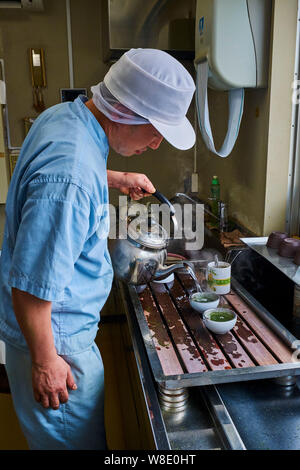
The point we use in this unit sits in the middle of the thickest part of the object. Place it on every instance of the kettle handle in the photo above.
(162, 199)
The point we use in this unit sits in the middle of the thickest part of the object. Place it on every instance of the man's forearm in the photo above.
(115, 179)
(34, 318)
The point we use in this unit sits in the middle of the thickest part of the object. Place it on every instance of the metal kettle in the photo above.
(140, 258)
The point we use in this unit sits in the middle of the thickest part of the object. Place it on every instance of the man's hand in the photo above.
(50, 382)
(51, 375)
(131, 184)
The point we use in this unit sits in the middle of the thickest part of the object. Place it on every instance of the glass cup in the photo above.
(219, 277)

# # # # # # #

• **SET EXERCISE**: Reproduce the records above with "thickest" swapped for "widest" everywhere it occurs, changing nothing else and omitting the pictures.

• **SOLUTION BELOW**:
The point we use in this unit sits in the middle of the widest part of the object. Place it on every instance of the kettle handle in the photo above.
(162, 199)
The point we use in this unit sits in the middle of the widest part of the object. Place it on every instance of the man's forearm in the photo above.
(115, 179)
(34, 318)
The point we use in this unit sits in the middle of the widest part of the object. Place it on every instance of the metal kettle in the photo above.
(140, 258)
The point we use in this unit sits in the middle of the widest part of the object. Place it on every instance of the man's hand in the photo above.
(50, 382)
(51, 375)
(131, 184)
The point we use in this unit sits in the middle of the widest part of the object. Place it on every instance of the glass cup in the photo above.
(219, 277)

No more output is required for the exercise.